● **READING PASSAGE**
>>>

Summary Introduction

l.

To determine:

The number of amino acids present in the β₂ lens crystalline protein.

Introduction:

Three DNA or RNA nucleotides in a sequence form a codon. Each codon corresponds with an amino acid during the translation process. There are 64 total codons present in the genome of the eukaryotes. Out of these, 61 codons codes for the amino acids.

Explanation of Solution

Three base-pair combines to form a codon which corresponds to a particular amino acid. In the case of β₂ lens crystalline gene, the length of the coding sequence on the gene is 989 bp. Therefore the number of amino acids can be calculated by dividing the total number by 3.

$\begin{array}{rll}\text{Number}\text{of}\text{amino}\text{acid}& =& \frac{989}{3}\\ & =& 329\end{array}$

Summary Introduction

m.

To determine:

The intron which interrupts a codon.

Introduction:

Introns are considered as intervening sequences that are present on a gene. These sequences are removed from the mature mRNA because they are considered as non-coding regions of a gene.

Explanation of Solution

The coding region of a gene is considered from the start codon to stop codon. In the β₂ lens crystalline gene, the 4^th exon is the stop codon, so the intron before the 4^th exon interrupts the codon. Therefore, the 3^rd intron interrupts the codon of the β₂ lens crystalline gene.

Summary Introduction

n.

To determine:

The intron which is located between a codon.

Introduction:

Introns and exons are the nucleotide sequences present on the DNA, whereas codon is the feature of RNA. Reading of codon is based on the genetic code or the RNA code.

Explanation of Solution

Codons on mRNA are equivalent to the exons on a DNA. In the β₂ lens crystalline gene, the codons are the 2^nd exon which is start codon, and 4^th exon is the stop codon. The protein-coding codons are 2^nd and 3^rd. Therefore, the intron which is present between these codons is 2^nd intron.

Summary Introduction

o.

To determine:

The region where site specifying poly-A-addition is present.

Introduction:

Poly-A tail of a messenger RNA is made of a stretch of adenine base which is attached at the 3' end of the mRNA. The poly-A tail helps in protection of mRNA from degradation and also helps in the termination of translation.

Explanation of Solution

Site specifying poly-A-addition can be found in the region of 5^th exon and 3' UTR because poly-A tail is synthesized at the 3' end of the mRNA. The region nearest to the 3' end is 3' UTR and 5^th exon.

Summary Introduction

p.

To determine:

A hypothesis for the process of production of protein.

Introduction:

There are 64 total codons present in the genome of the eukaryotes. Out of these, 61 codons codes for the amino acids. A codon is formed from three DNA or RNA nucleotides in a sequence. Each codon corresponds with an amino acid during the translation process.

Explanation of Solution

Alternate splicing is a process during gene expression in which a single gene code for multiple proteins. This condition arises when a particular exon is either included or excluded from the final mature mRNA. It is given that the polypeptide obtained from β₂ lens crystalline cell collected from different people had the same N terminus but different C terminus. 94 amino acids were shared with the normal proteins, and 20 were junk. This is because of alternate splicing which could occur if the 2^nd exon is connected either to the 4^th or 5^th exon.

Summary Introduction

q.

To determine:

The explanation for the presence of 20 junk amino acids in a polypeptide of 114 amino acids.

Introduction:

The non-functional or the unfolded proteins are considered as junk proteins, and the amino acids which code for these proteins are called junk amino acids.

Explanation of Solution

In the genetic code, approx 1/20 codons are the stop codons, which cause termination of the translation process. Therefore, approximately 1/20 triplets will be stop codons in the case of a random DNA sequence. In the given case, out of the total coding sequence, the 4^th exon is stopped codon so; it is out of the reading frame with respect to the 2^nd exon. The 5^th exon of the β₂ lens crystalline gene does not code for any protein. This results in improper processing of the mRNA and 20 junk amino acids are expected to be produced.

<<<

● **SOURCE INFORMATION**
>>>

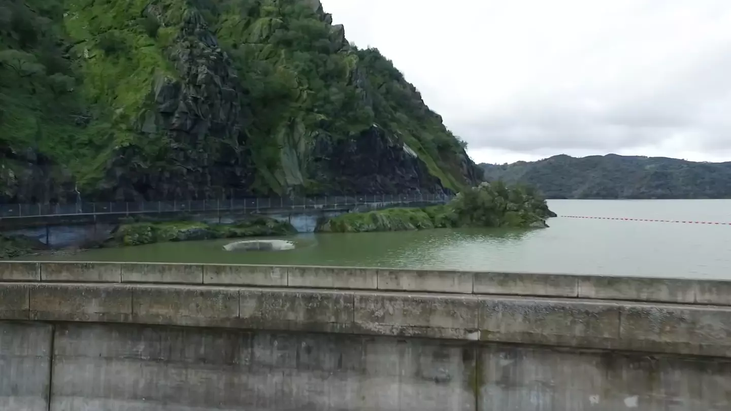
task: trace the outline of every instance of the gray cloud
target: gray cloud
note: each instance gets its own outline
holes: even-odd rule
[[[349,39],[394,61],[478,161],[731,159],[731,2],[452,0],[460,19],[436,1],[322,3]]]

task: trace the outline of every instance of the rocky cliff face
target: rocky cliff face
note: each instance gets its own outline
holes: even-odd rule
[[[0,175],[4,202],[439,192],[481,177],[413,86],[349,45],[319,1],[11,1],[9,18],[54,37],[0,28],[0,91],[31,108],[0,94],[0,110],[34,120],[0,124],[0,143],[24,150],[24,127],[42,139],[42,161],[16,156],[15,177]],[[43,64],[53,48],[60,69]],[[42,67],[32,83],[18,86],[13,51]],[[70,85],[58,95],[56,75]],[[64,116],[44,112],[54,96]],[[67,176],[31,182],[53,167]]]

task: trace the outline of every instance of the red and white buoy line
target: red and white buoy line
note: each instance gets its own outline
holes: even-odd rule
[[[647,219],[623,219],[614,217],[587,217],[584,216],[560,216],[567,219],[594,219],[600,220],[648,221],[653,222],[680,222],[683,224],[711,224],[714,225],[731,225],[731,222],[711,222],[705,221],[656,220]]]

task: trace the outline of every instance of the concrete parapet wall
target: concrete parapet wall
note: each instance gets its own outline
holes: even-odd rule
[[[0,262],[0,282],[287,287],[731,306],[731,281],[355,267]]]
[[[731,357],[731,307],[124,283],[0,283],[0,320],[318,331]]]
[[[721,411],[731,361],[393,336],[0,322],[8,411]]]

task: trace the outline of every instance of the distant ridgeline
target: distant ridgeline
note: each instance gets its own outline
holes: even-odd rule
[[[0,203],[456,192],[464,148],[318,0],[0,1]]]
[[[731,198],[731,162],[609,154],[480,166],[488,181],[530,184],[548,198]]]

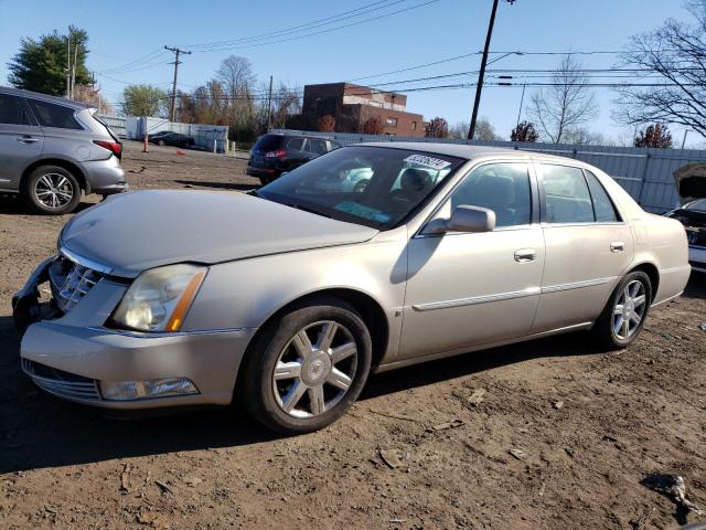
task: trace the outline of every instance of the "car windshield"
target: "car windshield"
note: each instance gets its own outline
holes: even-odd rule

<<<

● **TASK REQUIREMENTS**
Return, word for word, the part of the lens crystallin gene passage above that starts at the words "The coding region" and stops after "between a codon.".

● **SOLVED PROBLEM**
The coding region of a gene is considered from the start codon to stop codon. In the β₂ lens crystalline gene, the 4^th exon is the stop codon, so the intron before the 4^th exon interrupts the codon. Therefore, the 3^rd intron interrupts the codon of the β₂ lens crystalline gene.

Summary Introduction

n.

To determine:

The intron which is located between a codon.